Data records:
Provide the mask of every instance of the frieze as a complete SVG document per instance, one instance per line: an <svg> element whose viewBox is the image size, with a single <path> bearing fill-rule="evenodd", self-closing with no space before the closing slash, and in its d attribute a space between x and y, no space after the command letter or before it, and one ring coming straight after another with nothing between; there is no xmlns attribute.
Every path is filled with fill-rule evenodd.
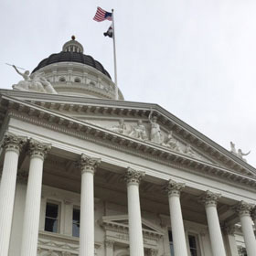
<svg viewBox="0 0 256 256"><path fill-rule="evenodd" d="M80 167L81 173L91 172L94 174L96 168L101 164L100 158L91 157L82 154L80 159L78 162L79 166Z"/></svg>
<svg viewBox="0 0 256 256"><path fill-rule="evenodd" d="M3 92L5 94L5 91ZM33 94L33 93L32 93ZM20 91L19 94L17 94L16 91L12 91L12 95L16 96L18 95L20 97L27 97L25 92ZM33 97L32 95L31 97ZM45 104L46 108L49 107L49 102L45 102L45 100L48 101L48 97L52 99L52 101L55 101L56 97L53 97L51 95L48 95L48 98L46 98L43 94L40 95L40 100L37 99L36 103L37 104ZM9 101L8 96L4 95L5 101ZM87 100L86 102L82 100L79 100L75 97L70 97L69 98L67 96L62 96L59 95L58 99L60 101L68 101L69 102L66 102L65 104L67 107L71 106L74 108L75 111L78 109L80 109L80 106L82 106L82 109L84 112L88 112L89 107L91 107L91 104L99 104L99 101L94 99L89 99ZM35 100L34 100L35 101ZM72 103L70 103L70 101L73 101ZM212 147L210 145L211 142L208 141L208 138L201 138L203 136L202 134L199 134L197 131L192 131L189 132L189 129L191 127L187 127L187 125L186 123L182 123L178 119L176 119L175 116L173 116L171 113L168 112L161 109L158 106L153 105L153 104L146 104L146 103L136 103L133 102L133 108L131 108L131 102L126 102L126 101L108 101L108 103L105 102L101 102L101 106L99 106L98 111L99 112L107 112L107 113L115 113L120 116L144 116L148 114L149 112L149 107L154 107L155 108L155 113L156 113L158 116L157 118L160 120L160 123L165 124L165 126L170 127L172 130L176 131L178 133L182 135L182 137L186 138L187 141L190 141L193 143L193 145L197 145L198 147L201 147L204 152L207 152L208 154L210 154L212 157L215 157L215 159L219 160L221 158L221 163L226 165L227 166L229 165L232 169L240 170L242 172L248 172L249 175L251 175L253 173L253 170L248 170L244 168L240 163L237 163L236 157L232 156L232 154L229 154L229 155L227 155L227 151L223 150L223 148L219 147L218 144L215 144L217 149ZM60 103L57 103L57 108ZM95 109L95 107L94 107ZM94 113L95 110L91 111ZM186 126L186 127L183 127ZM188 131L187 131L187 130ZM193 130L193 129L192 129ZM198 134L197 134L198 133ZM204 137L204 136L203 136ZM204 141L206 140L206 141ZM224 154L224 155L222 155ZM247 168L250 168L250 165L247 166Z"/></svg>
<svg viewBox="0 0 256 256"><path fill-rule="evenodd" d="M66 129L63 126L59 126L57 123L49 123L47 122L47 120L42 120L42 119L37 119L37 118L32 118L27 115L22 114L20 112L17 112L14 110L9 112L9 115L12 115L14 117L16 117L18 119L24 120L26 122L35 123L37 125L40 125L43 127L47 127L48 129L64 133L75 137L79 137L81 139L85 139L93 143L97 143L100 144L102 144L107 147L112 147L117 150L122 150L125 151L129 154L139 155L140 157L149 159L151 161L156 161L159 163L163 163L165 165L176 167L178 169L182 169L185 171L188 171L191 173L205 173L208 176L211 176L212 177L215 176L217 180L221 180L222 182L225 179L225 182L227 184L231 184L234 185L234 182L237 183L238 187L245 187L242 185L246 185L246 187L256 187L256 180L236 174L234 172L230 172L227 169L223 169L219 166L215 166L213 165L208 165L206 163L203 163L198 160L189 160L187 158L183 158L181 155L175 155L172 152L165 151L163 149L157 148L156 149L156 154L155 155L152 155L150 153L150 149L152 149L151 146L148 146L145 143L138 143L138 141L129 141L131 144L130 146L127 146L126 142L127 139L125 137L123 138L118 138L120 139L118 143L113 143L110 144L108 142L105 140L109 140L112 135L111 133L105 133L102 130L101 131L101 133L99 134L99 138L96 138L95 136L90 136L89 133L85 133L84 132L87 131L87 126L89 124L86 123L79 123L83 125L82 131L80 133L76 132L75 129ZM80 122L78 122L80 123ZM63 123L64 124L64 123ZM91 131L95 129L94 127L90 128ZM98 128L99 129L99 128ZM106 134L106 136L103 136L102 134ZM123 143L124 141L124 143ZM120 144L119 144L120 143ZM121 144L122 143L122 144ZM137 151L134 151L133 146L136 145ZM147 150L148 148L148 150ZM149 151L149 152L148 152ZM193 165L192 165L193 164ZM241 185L239 185L241 184ZM252 189L254 191L254 188Z"/></svg>
<svg viewBox="0 0 256 256"><path fill-rule="evenodd" d="M236 211L236 213L240 216L250 216L252 208L255 205L247 203L245 201L240 201L237 205L233 206L231 208Z"/></svg>
<svg viewBox="0 0 256 256"><path fill-rule="evenodd" d="M11 133L5 133L1 146L8 150L15 150L18 154L27 143L27 138L23 136L16 136Z"/></svg>
<svg viewBox="0 0 256 256"><path fill-rule="evenodd" d="M166 186L165 186L165 190L168 193L168 196L180 196L180 192L184 189L185 183L178 183L170 179Z"/></svg>
<svg viewBox="0 0 256 256"><path fill-rule="evenodd" d="M124 180L127 182L128 185L129 184L139 185L144 176L144 173L138 172L129 167L124 175Z"/></svg>

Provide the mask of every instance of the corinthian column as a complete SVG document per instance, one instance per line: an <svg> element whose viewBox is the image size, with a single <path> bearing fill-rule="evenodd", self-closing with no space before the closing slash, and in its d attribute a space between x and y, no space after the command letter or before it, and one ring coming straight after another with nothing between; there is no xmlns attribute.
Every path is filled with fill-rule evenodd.
<svg viewBox="0 0 256 256"><path fill-rule="evenodd" d="M255 256L256 240L251 218L251 211L253 208L253 205L240 201L234 208L240 219L247 254L248 256Z"/></svg>
<svg viewBox="0 0 256 256"><path fill-rule="evenodd" d="M24 137L11 133L4 136L2 147L5 150L0 185L0 254L7 256L9 250L15 201L17 162L26 143Z"/></svg>
<svg viewBox="0 0 256 256"><path fill-rule="evenodd" d="M29 174L26 195L21 256L37 255L39 229L43 164L50 145L29 140Z"/></svg>
<svg viewBox="0 0 256 256"><path fill-rule="evenodd" d="M226 256L219 216L217 212L217 202L220 197L220 194L215 194L208 190L204 195L201 196L199 199L200 202L204 203L206 208L213 256Z"/></svg>
<svg viewBox="0 0 256 256"><path fill-rule="evenodd" d="M80 256L94 256L94 184L93 176L101 160L84 154L81 170Z"/></svg>
<svg viewBox="0 0 256 256"><path fill-rule="evenodd" d="M166 187L166 191L168 192L169 197L172 234L176 256L187 256L187 249L180 206L180 192L184 187L184 183L177 183L174 180L169 180Z"/></svg>
<svg viewBox="0 0 256 256"><path fill-rule="evenodd" d="M144 173L128 168L127 182L130 255L144 256L144 239L139 196L139 184Z"/></svg>

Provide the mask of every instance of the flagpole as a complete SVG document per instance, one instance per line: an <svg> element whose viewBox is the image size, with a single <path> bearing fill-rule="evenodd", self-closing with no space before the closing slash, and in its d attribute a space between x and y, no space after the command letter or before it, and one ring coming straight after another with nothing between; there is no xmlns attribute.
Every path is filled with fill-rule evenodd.
<svg viewBox="0 0 256 256"><path fill-rule="evenodd" d="M117 71L116 71L116 51L115 51L115 29L114 29L114 20L113 20L113 9L112 9L112 46L113 46L113 63L114 63L114 83L115 83L115 100L118 101L118 87L117 87Z"/></svg>

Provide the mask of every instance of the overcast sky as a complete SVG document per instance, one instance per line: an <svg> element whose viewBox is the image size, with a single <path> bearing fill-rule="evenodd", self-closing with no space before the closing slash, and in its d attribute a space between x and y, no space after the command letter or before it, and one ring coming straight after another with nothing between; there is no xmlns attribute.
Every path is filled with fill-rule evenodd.
<svg viewBox="0 0 256 256"><path fill-rule="evenodd" d="M109 21L115 11L118 84L125 100L157 103L220 145L233 141L256 167L255 0L1 0L1 88L75 35L113 78Z"/></svg>

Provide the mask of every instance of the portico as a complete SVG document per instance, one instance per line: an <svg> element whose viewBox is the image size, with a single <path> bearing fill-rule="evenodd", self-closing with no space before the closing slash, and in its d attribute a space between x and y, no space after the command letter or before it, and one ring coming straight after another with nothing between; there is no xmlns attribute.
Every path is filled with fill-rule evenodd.
<svg viewBox="0 0 256 256"><path fill-rule="evenodd" d="M233 144L116 101L74 37L32 73L0 90L1 256L254 256L256 169Z"/></svg>

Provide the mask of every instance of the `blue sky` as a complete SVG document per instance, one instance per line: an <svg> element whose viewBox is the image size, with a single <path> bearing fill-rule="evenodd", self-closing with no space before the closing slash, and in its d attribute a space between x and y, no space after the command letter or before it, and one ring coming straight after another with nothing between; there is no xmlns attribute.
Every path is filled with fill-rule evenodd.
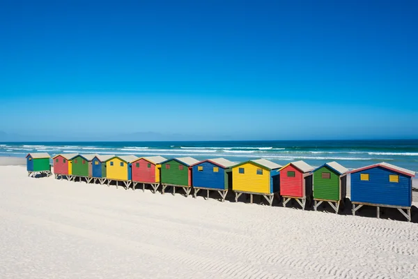
<svg viewBox="0 0 418 279"><path fill-rule="evenodd" d="M417 14L415 1L3 1L0 131L418 138Z"/></svg>

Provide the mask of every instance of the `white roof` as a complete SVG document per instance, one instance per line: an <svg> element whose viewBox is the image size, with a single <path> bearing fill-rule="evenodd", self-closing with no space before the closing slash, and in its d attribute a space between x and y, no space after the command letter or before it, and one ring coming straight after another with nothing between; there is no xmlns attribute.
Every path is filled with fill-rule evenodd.
<svg viewBox="0 0 418 279"><path fill-rule="evenodd" d="M291 163L293 166L296 167L296 168L300 169L303 172L308 172L314 170L314 167L312 166L307 164L302 160L292 162Z"/></svg>
<svg viewBox="0 0 418 279"><path fill-rule="evenodd" d="M67 160L71 160L74 157L77 156L77 155L79 155L78 153L65 153L63 154L57 154L57 155L54 156L54 158L56 158L58 156L63 156L63 158L65 158Z"/></svg>
<svg viewBox="0 0 418 279"><path fill-rule="evenodd" d="M270 169L279 169L281 167L280 165L276 164L274 162L269 161L268 160L265 159L251 160L251 162L256 163L258 165L261 165L262 166L264 166Z"/></svg>
<svg viewBox="0 0 418 279"><path fill-rule="evenodd" d="M175 159L183 162L187 165L192 165L196 164L196 163L199 163L199 160L196 160L195 158L192 157L181 157L176 158Z"/></svg>
<svg viewBox="0 0 418 279"><path fill-rule="evenodd" d="M229 160L226 160L224 158L215 158L215 159L209 159L209 160L224 166L224 167L229 167L237 165L236 163L231 162Z"/></svg>
<svg viewBox="0 0 418 279"><path fill-rule="evenodd" d="M335 169L336 171L337 171L338 172L339 172L341 174L343 174L346 172L348 172L348 169L345 168L344 167L343 167L342 165L341 165L340 164L339 164L336 162L327 163L326 165L329 165L330 167L331 167L332 168L333 168L334 169Z"/></svg>
<svg viewBox="0 0 418 279"><path fill-rule="evenodd" d="M167 159L162 156L150 156L150 157L143 157L147 161L151 162L153 164L160 164L162 162L166 161Z"/></svg>
<svg viewBox="0 0 418 279"><path fill-rule="evenodd" d="M84 157L87 160L91 161L95 158L98 154L80 154L81 156Z"/></svg>
<svg viewBox="0 0 418 279"><path fill-rule="evenodd" d="M29 156L31 156L31 157L32 157L33 159L42 159L44 158L51 158L49 154L48 154L47 153L30 153L26 156L26 157Z"/></svg>
<svg viewBox="0 0 418 279"><path fill-rule="evenodd" d="M404 169L403 167L398 167L398 166L389 164L388 163L382 162L382 163L379 163L378 165L383 166L383 167L389 167L389 169L396 169L401 172L405 172L406 174L410 174L414 176L415 176L415 172L414 172L414 171Z"/></svg>
<svg viewBox="0 0 418 279"><path fill-rule="evenodd" d="M99 159L99 160L100 162L106 162L107 160L108 160L111 158L114 158L114 156L115 156L115 155L99 155L99 154L97 154L95 156L95 157L97 157L97 158Z"/></svg>
<svg viewBox="0 0 418 279"><path fill-rule="evenodd" d="M138 160L138 157L134 155L124 155L123 156L117 156L118 158L123 160L125 162L131 163L136 160Z"/></svg>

*What you will do*
Lay out the entries as a Markdown table with the columns Row and Line, starting at the line that contains "Provide the mask of every instance of the corinthian" and ending at the line that contains "256L94 256L94 184L93". Number each line in the Row column and leave out any blank lines.

*Written solution*
| Row | Line |
|---|---|
| 1 | Provide the mask of every instance of the corinthian column as a complete SVG document per instance, one instance per line: an <svg> element whose viewBox is the image size, with a single <path> bearing fill-rule="evenodd", self-closing with no space before the closing slash, and in its d attribute a space between x and y, no space after the command letter or before it, and one ring coming straight after another with nothing between; there is no xmlns attribute. |
| 2 | Every path is filled with fill-rule evenodd. |
| 3 | <svg viewBox="0 0 256 256"><path fill-rule="evenodd" d="M255 256L256 240L251 218L251 211L253 208L253 205L240 201L234 208L240 219L247 254L248 256Z"/></svg> |
| 4 | <svg viewBox="0 0 256 256"><path fill-rule="evenodd" d="M24 137L11 133L4 136L2 147L5 150L0 185L0 254L7 256L9 250L15 201L17 162L26 143Z"/></svg> |
| 5 | <svg viewBox="0 0 256 256"><path fill-rule="evenodd" d="M29 174L26 195L21 256L37 255L39 229L43 164L50 145L29 140Z"/></svg> |
| 6 | <svg viewBox="0 0 256 256"><path fill-rule="evenodd" d="M226 256L219 216L217 212L217 202L220 197L220 194L215 194L208 190L204 195L201 196L199 199L200 202L204 203L206 208L213 256Z"/></svg> |
| 7 | <svg viewBox="0 0 256 256"><path fill-rule="evenodd" d="M80 256L94 256L94 184L93 176L101 160L84 154L81 170Z"/></svg> |